--- START ---
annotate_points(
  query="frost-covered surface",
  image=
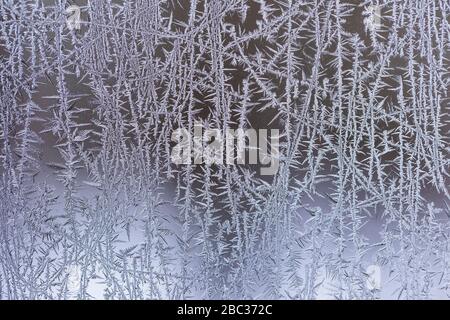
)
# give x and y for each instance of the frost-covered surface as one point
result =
(92, 207)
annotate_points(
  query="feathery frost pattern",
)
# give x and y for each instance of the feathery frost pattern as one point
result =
(91, 205)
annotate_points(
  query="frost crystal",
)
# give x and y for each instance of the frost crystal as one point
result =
(92, 205)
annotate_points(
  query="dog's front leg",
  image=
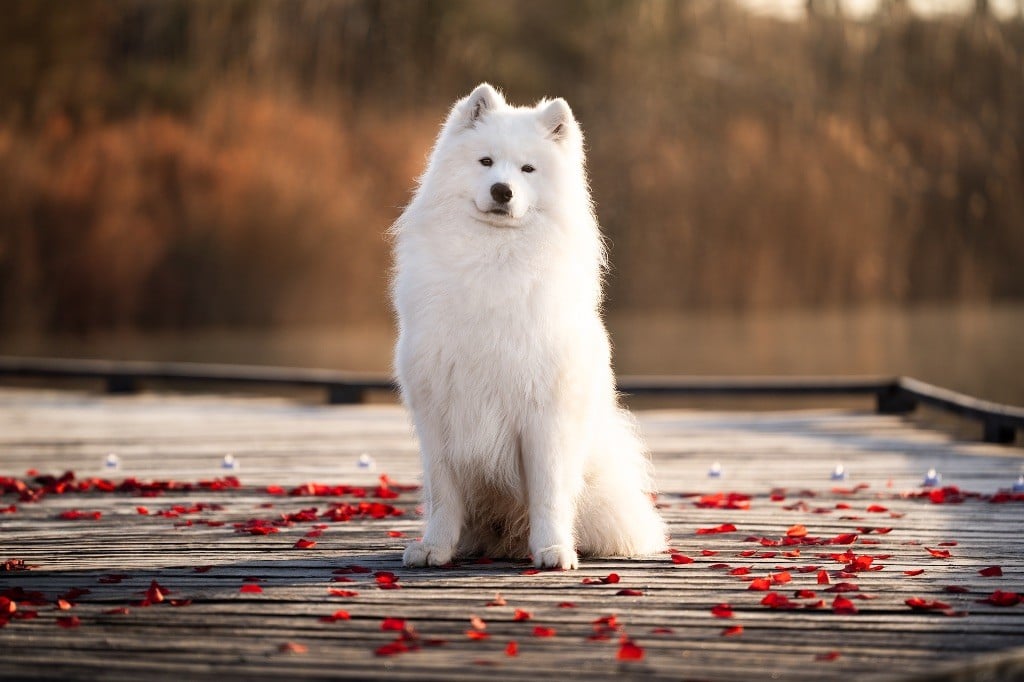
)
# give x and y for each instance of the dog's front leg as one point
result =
(553, 469)
(444, 510)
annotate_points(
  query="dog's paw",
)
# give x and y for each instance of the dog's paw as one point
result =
(425, 554)
(556, 556)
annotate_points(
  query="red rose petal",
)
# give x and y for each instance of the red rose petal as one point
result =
(760, 585)
(392, 624)
(843, 605)
(629, 650)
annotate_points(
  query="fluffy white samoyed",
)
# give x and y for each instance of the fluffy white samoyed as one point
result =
(502, 355)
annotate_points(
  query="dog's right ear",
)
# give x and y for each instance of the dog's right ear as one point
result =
(482, 99)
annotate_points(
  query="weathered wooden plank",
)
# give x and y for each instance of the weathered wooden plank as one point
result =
(225, 632)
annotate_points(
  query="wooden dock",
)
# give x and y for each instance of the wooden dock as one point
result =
(284, 559)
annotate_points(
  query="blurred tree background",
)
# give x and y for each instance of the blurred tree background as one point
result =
(183, 163)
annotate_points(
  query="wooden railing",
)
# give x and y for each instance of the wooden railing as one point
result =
(893, 394)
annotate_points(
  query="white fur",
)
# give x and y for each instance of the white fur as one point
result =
(502, 355)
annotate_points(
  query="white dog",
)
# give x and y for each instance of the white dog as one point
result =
(502, 355)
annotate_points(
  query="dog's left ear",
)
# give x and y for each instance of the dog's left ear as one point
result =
(483, 98)
(556, 117)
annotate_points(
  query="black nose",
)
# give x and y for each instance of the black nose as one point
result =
(501, 193)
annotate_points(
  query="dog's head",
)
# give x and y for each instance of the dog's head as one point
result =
(508, 164)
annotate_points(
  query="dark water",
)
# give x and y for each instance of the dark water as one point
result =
(975, 349)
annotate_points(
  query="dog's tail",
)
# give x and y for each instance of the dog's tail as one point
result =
(615, 514)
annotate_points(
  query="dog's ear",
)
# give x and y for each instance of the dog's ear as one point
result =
(483, 98)
(556, 118)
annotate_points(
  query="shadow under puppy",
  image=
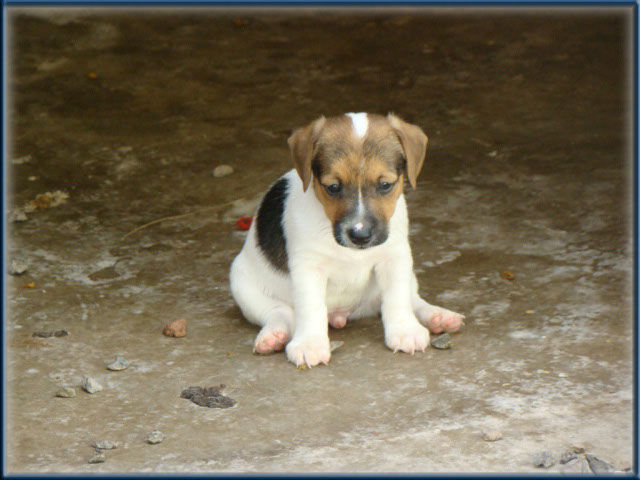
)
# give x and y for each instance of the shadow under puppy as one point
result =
(330, 241)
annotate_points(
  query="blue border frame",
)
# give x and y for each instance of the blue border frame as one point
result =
(334, 4)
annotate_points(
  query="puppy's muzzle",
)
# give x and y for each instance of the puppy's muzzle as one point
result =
(360, 234)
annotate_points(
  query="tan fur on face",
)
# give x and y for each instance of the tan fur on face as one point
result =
(359, 164)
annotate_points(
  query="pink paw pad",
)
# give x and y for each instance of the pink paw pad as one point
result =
(338, 319)
(270, 341)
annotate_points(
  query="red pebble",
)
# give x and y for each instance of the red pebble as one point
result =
(244, 223)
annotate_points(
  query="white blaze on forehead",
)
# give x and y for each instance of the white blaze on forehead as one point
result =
(360, 123)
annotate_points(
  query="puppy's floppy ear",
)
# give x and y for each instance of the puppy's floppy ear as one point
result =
(414, 143)
(301, 145)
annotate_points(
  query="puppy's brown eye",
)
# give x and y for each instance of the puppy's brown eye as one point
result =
(385, 187)
(334, 188)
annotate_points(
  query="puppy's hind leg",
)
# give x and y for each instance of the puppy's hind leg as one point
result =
(274, 316)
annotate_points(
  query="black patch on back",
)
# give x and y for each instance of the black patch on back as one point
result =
(270, 232)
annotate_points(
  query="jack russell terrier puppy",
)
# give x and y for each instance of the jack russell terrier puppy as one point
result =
(329, 242)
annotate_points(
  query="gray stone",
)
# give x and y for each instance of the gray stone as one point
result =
(105, 445)
(576, 466)
(442, 342)
(17, 267)
(492, 436)
(91, 385)
(222, 171)
(155, 437)
(66, 392)
(544, 459)
(566, 457)
(599, 466)
(98, 457)
(118, 364)
(17, 215)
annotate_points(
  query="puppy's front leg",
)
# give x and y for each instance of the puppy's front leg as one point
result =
(402, 331)
(310, 342)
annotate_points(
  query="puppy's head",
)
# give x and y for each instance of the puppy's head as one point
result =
(355, 165)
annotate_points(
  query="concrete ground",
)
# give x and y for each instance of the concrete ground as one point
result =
(528, 170)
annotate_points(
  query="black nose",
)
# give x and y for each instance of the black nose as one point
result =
(359, 236)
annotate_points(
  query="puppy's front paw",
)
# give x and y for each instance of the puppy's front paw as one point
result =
(408, 338)
(310, 352)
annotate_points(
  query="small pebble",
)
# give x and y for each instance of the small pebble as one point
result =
(544, 459)
(599, 466)
(119, 364)
(91, 385)
(177, 328)
(442, 342)
(566, 457)
(17, 267)
(507, 275)
(222, 171)
(155, 437)
(98, 457)
(492, 436)
(66, 392)
(106, 445)
(579, 466)
(57, 333)
(17, 215)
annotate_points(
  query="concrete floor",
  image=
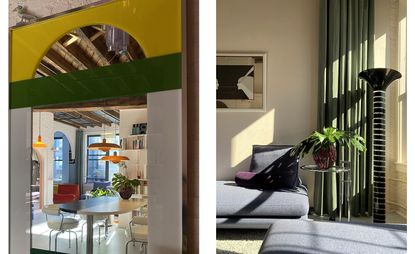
--- END ---
__About this task__: Check each line of the data for "forehead". Copy the lines where it turns up.

__Reply to the task__:
  query="white blaze on forehead",
# give x and y for each instance of the white blaze on forehead as one point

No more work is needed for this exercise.